(What to work on): Reprint the whole of the data exactly.

(Available data):
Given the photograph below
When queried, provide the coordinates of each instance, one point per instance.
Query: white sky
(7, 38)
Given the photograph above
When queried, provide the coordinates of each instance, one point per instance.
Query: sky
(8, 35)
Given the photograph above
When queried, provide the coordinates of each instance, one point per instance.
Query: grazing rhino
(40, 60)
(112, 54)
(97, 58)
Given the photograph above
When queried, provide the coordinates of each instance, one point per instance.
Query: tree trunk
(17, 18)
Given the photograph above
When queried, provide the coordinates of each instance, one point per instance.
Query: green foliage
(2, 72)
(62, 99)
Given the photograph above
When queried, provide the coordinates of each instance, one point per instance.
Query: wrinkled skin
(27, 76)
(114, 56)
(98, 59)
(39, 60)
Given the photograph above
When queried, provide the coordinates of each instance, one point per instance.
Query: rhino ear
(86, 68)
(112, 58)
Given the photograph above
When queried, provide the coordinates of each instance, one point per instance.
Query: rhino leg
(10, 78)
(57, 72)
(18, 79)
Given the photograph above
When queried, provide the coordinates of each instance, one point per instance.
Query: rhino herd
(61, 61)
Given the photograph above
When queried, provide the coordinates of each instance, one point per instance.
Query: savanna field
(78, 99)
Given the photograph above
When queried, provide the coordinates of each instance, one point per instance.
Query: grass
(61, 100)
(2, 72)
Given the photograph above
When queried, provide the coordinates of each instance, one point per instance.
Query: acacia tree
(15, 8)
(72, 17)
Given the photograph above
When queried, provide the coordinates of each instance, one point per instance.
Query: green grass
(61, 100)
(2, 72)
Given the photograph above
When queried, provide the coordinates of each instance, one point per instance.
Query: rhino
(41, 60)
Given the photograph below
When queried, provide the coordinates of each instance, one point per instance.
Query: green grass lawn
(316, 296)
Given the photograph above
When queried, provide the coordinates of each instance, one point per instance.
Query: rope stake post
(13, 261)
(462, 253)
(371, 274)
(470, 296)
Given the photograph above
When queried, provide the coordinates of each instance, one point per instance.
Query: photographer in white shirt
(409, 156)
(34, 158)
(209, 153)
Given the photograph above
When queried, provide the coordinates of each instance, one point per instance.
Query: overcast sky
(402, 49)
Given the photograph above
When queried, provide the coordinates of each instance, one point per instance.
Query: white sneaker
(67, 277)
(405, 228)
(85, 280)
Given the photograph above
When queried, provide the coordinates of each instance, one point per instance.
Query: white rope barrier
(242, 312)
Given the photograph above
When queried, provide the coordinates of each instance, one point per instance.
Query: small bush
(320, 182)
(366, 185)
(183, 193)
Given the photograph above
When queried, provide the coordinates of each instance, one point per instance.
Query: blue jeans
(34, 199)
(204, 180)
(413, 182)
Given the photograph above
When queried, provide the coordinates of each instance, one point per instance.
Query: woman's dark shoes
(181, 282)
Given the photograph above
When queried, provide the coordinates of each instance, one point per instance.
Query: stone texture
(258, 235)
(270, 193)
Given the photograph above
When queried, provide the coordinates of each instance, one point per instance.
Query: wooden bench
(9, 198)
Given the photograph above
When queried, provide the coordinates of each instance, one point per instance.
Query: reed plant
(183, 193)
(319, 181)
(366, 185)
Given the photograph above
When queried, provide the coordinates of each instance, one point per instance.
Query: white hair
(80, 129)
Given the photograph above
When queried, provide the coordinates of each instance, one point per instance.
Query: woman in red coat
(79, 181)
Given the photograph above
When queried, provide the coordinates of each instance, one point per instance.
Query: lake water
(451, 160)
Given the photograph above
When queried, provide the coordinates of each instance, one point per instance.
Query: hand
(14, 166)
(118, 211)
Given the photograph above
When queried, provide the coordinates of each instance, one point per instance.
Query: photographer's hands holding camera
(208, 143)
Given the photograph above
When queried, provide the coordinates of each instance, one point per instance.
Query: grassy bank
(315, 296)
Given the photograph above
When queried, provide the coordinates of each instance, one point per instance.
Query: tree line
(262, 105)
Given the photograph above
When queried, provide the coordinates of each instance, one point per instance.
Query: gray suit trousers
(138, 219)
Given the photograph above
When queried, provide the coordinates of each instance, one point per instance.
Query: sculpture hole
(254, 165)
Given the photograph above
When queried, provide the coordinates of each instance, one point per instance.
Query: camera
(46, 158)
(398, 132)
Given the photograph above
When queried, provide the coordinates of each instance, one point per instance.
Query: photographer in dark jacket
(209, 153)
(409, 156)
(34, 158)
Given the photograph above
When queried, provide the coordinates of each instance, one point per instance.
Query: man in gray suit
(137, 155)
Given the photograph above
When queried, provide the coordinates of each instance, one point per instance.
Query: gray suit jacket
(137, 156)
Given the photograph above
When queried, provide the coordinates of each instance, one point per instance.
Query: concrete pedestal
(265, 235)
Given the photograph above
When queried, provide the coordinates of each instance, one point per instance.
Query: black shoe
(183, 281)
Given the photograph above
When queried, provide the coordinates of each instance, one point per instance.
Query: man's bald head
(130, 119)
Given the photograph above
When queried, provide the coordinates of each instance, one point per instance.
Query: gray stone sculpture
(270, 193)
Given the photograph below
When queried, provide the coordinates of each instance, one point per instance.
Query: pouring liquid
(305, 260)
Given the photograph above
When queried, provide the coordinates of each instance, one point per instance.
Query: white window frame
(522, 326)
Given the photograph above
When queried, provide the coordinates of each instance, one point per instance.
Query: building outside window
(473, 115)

(The answer):
Given the photograph below
When queried, provide the coordinates of each instance, one point per instance.
Query: white sky
(7, 38)
Given the photograph above
When queried, provide the coordinates of each instance, one point per instance.
Query: sky
(8, 35)
Given the photograph above
When queried, provide the coordinates of each instance, one point per instance.
Query: grazing rhino
(40, 60)
(112, 54)
(97, 58)
Given the photograph above
When queried, provide the coordinates of each instance, one point per instance.
Query: tree trunk
(17, 18)
Given the photograph above
When queried, provide the coordinates of each instance, one point per instance.
Query: green foliage
(2, 72)
(62, 99)
Given the photograph above
When queried, provide the coordinates of each instance, one point per instance.
Query: wrinkled skin
(27, 76)
(114, 56)
(98, 59)
(39, 60)
Given the photograph above
When queried, provide the coordinates of each instance, one point per instance.
Query: rhino ear
(86, 68)
(112, 58)
Given the photograph above
When queried, provide the coordinates of each instance, one point per instance.
Query: rhino leg
(10, 78)
(57, 72)
(18, 79)
Given the photograph above
When queried, provide the coordinates of each instance, one point per instance.
Query: rhino herd
(61, 61)
Given the photograph above
When queried, provide the coordinates of each instance, one point per instance.
Query: savanna field
(78, 99)
Given the photograph above
When queried, provide the coordinates of each instance, one point per instance.
Query: grass
(61, 100)
(2, 72)
Given the photograph above
When queried, provide the coordinates of each instance, one point per instance.
Query: acacia tree
(15, 8)
(72, 17)
Given the photograph above
When queried, provide the coordinates of each instance, one point per instance.
Query: green grass
(61, 100)
(2, 72)
Given the photograph above
When queried, provide the coordinates of each instance, one point per instance.
Query: rhino
(41, 60)
Given the photograph below
When queried, provide the coordinates of each instance, one point per instance.
Query: green grass lawn
(316, 296)
Given the photograph above
When queried, provide the coordinates of each instance, one point per instance.
Query: rope stake post
(13, 261)
(462, 253)
(371, 274)
(470, 296)
Given the photograph above
When queried, provide the coordinates of each instance, one point per instance.
Query: photographer in white shirt
(409, 156)
(34, 158)
(209, 153)
Given the photograph above
When queried, provide the coordinates of each instance, one point per instance.
Query: overcast sky
(402, 49)
Given the photograph above
When queried, provide the coordinates of each instance, one point per instance.
Query: white sneaker
(67, 277)
(405, 228)
(85, 280)
Given the photograph above
When queried, provide the coordinates of each instance, one point per instance.
Query: white rope barrier
(242, 312)
Given the photograph above
When queried, provide the coordinates of each instance, one point per instance.
Query: small bush
(320, 182)
(366, 185)
(183, 193)
Given the photograph above
When queried, provide the coordinates of each instance, one point per instance.
Query: blue jeans
(34, 199)
(204, 180)
(413, 182)
Given the photograph above
When queried, provide the coordinates of each instance, one point per instance.
Query: woman's dark shoes
(181, 282)
Given the photograph above
When queried, provide the coordinates of each instance, one point per instance.
Query: stone texture
(258, 235)
(270, 193)
Given the photograph above
When queried, provide the coordinates of each instance, one point per instance.
Query: wooden bench
(9, 198)
Given the photograph above
When queried, provide the coordinates of each instance, one point per instance.
Query: reed plant
(183, 193)
(319, 181)
(366, 185)
Given the photograph above
When queried, provide the coordinates of each instance, one point per instance.
Query: white hair
(80, 129)
Given the photograph above
When queried, provide the coordinates of each instance, one point per instance.
Query: woman in red coat
(79, 181)
Given the photograph above
When queried, provide the coordinates of each instance, one point per instance.
Query: lake water
(451, 160)
Given the photograph above
When queried, provide the coordinates of each instance, one point per instance.
Query: hand
(14, 166)
(118, 211)
Given the photograph above
When queried, provide the coordinates of each instance, one point per instance.
Query: photographer's hands holding camera
(208, 143)
Given the photograph above
When queried, provide the coordinates of each instance, one point per instance.
Query: grassy bank
(315, 296)
Given the photograph above
When queried, provide the coordinates of each instance, one point per instance.
Query: tree line
(262, 105)
Given the photograph above
When queried, provide the coordinates of each instance, one point per instance.
Query: gray suit trousers
(138, 219)
Given the photograph above
When queried, provide the coordinates of each instance, one point per instance.
Query: sculpture hole
(254, 165)
Given the photograph above
When queried, provide the coordinates of each instance, one point per instance.
Query: camera
(46, 158)
(398, 132)
Given the photograph above
When queried, provide the coordinates of each instance, one point per instance.
Query: photographer in dark jacket
(209, 153)
(409, 156)
(34, 158)
Given the photograph above
When queried, provide the coordinates of each instance, one point per instance.
Query: man in gray suit
(137, 155)
Given the photograph above
When queried, provide the coordinates of each instance, one point per instance.
Query: gray suit jacket
(137, 156)
Given the photograph above
When queried, provide the coordinates of each instance, one point per instance.
Query: concrete pedestal
(265, 235)
Given the photograph above
When queried, provide the coordinates of each instance, one point per instance.
Query: black shoe
(183, 281)
Given the photograph above
When queried, provide the coordinates of each instance, one point per instance.
Query: man's bald head
(130, 119)
Given the photograph above
When queried, provide the coordinates of each instance, one point per instance.
Query: gray stone sculpture
(270, 193)
Given the photograph below
When queried, provide the coordinates of each instance, one point per instance.
Query: pouring liquid
(305, 260)
Given the photograph above
When queried, provide the coordinates of each instance, one point per instance.
Query: white window frame
(522, 326)
Given the photograph above
When queried, provide the coordinates of each instance, one point per instance.
Query: building outside window
(473, 115)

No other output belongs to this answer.